Output every line of the rows below as a JSON array of strings, one string per line, with blank lines omitted.
★ ★ ★
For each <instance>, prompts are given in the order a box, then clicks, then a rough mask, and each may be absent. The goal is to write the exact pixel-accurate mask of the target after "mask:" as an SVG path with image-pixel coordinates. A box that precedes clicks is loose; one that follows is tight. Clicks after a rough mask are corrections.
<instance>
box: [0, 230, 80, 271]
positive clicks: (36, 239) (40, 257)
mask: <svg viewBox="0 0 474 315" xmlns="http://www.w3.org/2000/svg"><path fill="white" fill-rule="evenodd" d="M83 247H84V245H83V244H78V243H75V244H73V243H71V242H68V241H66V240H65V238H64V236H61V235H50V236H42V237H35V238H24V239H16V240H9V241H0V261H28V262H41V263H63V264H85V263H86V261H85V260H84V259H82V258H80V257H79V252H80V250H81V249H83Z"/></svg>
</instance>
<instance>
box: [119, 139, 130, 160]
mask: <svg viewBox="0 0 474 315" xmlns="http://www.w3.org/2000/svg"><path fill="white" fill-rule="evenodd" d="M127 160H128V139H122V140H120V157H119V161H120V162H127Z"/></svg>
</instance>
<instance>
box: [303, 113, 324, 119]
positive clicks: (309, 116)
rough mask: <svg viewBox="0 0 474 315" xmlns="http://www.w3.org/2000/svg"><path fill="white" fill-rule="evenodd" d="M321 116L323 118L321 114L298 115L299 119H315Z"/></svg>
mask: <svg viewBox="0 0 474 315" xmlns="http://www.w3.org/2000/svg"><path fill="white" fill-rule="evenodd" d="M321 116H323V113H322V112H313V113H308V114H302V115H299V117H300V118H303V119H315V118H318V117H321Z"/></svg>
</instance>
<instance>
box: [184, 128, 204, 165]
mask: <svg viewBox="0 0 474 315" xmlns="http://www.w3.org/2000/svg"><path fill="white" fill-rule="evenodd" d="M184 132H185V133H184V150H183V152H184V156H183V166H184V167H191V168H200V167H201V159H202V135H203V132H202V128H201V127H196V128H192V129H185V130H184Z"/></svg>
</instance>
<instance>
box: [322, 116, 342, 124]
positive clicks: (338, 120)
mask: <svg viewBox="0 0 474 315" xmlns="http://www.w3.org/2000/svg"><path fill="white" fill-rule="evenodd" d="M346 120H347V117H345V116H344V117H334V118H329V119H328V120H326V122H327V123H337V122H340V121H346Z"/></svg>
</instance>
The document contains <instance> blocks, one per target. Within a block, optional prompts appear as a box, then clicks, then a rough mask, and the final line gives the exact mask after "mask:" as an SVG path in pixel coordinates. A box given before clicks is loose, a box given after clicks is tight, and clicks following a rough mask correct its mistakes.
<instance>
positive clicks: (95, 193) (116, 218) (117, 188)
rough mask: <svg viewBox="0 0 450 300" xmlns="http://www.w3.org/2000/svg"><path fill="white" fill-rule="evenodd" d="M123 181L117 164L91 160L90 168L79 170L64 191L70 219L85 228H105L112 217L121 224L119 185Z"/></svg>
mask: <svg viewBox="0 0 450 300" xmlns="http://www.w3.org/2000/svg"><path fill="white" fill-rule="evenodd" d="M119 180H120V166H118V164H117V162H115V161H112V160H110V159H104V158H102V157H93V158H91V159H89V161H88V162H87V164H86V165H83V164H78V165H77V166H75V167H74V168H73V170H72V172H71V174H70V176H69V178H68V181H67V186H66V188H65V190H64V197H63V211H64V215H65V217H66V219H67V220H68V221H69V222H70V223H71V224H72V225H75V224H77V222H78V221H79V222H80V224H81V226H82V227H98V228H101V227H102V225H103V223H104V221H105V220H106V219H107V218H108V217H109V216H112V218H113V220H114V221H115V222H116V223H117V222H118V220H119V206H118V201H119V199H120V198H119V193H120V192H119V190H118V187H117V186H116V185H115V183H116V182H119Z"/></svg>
★ ★ ★
=== TASK RESPONSE ===
[
  "For each <instance>, prompts are given in the order a box, then clicks, then a rough mask, and each may be absent. The goal is to write the exact pixel-accurate mask of the target after \"mask:\" as an SVG path with image-pixel coordinates. A box that precedes clicks is loose; one that follows is tight. Clicks after a rough mask are corrections.",
  "<instance>",
  "box: [0, 230, 80, 271]",
  "positive clicks: (36, 239) (40, 257)",
  "mask: <svg viewBox=\"0 0 474 315\" xmlns=\"http://www.w3.org/2000/svg\"><path fill=\"white\" fill-rule=\"evenodd\" d=\"M83 247H84V245H83V244H78V243H75V244H73V243H71V242H68V241H66V240H65V238H64V236H61V235H50V236H42V237H35V238H24V239H16V240H9V241H0V261H28V262H41V263H63V264H85V263H86V261H85V260H84V259H82V258H80V257H79V252H80V250H81V249H83Z\"/></svg>",
  "</instance>",
  "<instance>",
  "box: [119, 139, 130, 160]",
  "mask: <svg viewBox=\"0 0 474 315\" xmlns=\"http://www.w3.org/2000/svg\"><path fill=\"white\" fill-rule=\"evenodd\" d=\"M127 160H128V139H122V140H120V157H119V161H120V162H127Z\"/></svg>",
  "</instance>",
  "<instance>",
  "box: [303, 113, 324, 119]",
  "positive clicks: (309, 116)",
  "rough mask: <svg viewBox=\"0 0 474 315\" xmlns=\"http://www.w3.org/2000/svg\"><path fill=\"white\" fill-rule=\"evenodd\" d=\"M321 116L323 118L321 114L298 115L299 119H315Z\"/></svg>",
  "mask: <svg viewBox=\"0 0 474 315\" xmlns=\"http://www.w3.org/2000/svg\"><path fill=\"white\" fill-rule=\"evenodd\" d=\"M321 116H323V113H322V112H313V113H308V114H302V115H299V117H300V118H303V119H315V118H318V117H321Z\"/></svg>",
  "</instance>",
  "<instance>",
  "box: [184, 128, 204, 165]",
  "mask: <svg viewBox=\"0 0 474 315\" xmlns=\"http://www.w3.org/2000/svg\"><path fill=\"white\" fill-rule=\"evenodd\" d=\"M184 132H185V133H184V150H183V152H184V156H183V166H184V167H191V168H200V167H201V159H202V135H203V132H202V128H201V127H196V128H192V129H185V130H184Z\"/></svg>",
  "</instance>",
  "<instance>",
  "box: [322, 116, 342, 124]",
  "positive clicks: (338, 120)",
  "mask: <svg viewBox=\"0 0 474 315\" xmlns=\"http://www.w3.org/2000/svg\"><path fill=\"white\" fill-rule=\"evenodd\" d=\"M346 120H347V117H345V116H344V117H334V118H329V119H328V120H326V122H327V123H337V122H340V121H346Z\"/></svg>",
  "</instance>",
  "The document contains <instance> blocks, one per target. Within a block, optional prompts appear as a box, then clicks, then a rough mask, and the final line gives the exact mask after \"mask:\" as an SVG path in pixel coordinates. A box given before clicks is loose, a box given after clicks is tight, and clicks following a rough mask correct its mistakes.",
  "<instance>",
  "positive clicks: (95, 193) (116, 218) (117, 188)",
  "rough mask: <svg viewBox=\"0 0 450 300\" xmlns=\"http://www.w3.org/2000/svg\"><path fill=\"white\" fill-rule=\"evenodd\" d=\"M123 181L117 164L91 160L90 168L79 170L64 191L70 219L85 228H105L112 217L121 224L119 185Z\"/></svg>",
  "mask: <svg viewBox=\"0 0 450 300\" xmlns=\"http://www.w3.org/2000/svg\"><path fill=\"white\" fill-rule=\"evenodd\" d=\"M119 180H120V166H118V164H117V162H115V161H112V160H110V159H104V158H102V157H93V158H91V159H89V161H88V162H87V164H86V165H83V164H78V165H77V166H75V167H74V168H73V170H72V172H71V174H70V176H69V178H68V181H67V186H66V188H65V190H64V197H63V211H64V215H65V217H66V219H67V220H68V221H69V222H70V223H71V224H72V225H75V224H77V222H78V221H79V222H80V224H81V226H82V227H98V228H101V227H102V225H103V223H104V221H105V220H106V219H107V218H108V217H109V216H112V218H113V220H114V221H115V222H116V223H117V222H118V220H119V206H118V201H119V199H120V198H119V193H120V192H119V190H118V187H117V186H116V185H115V183H116V182H119Z\"/></svg>"
]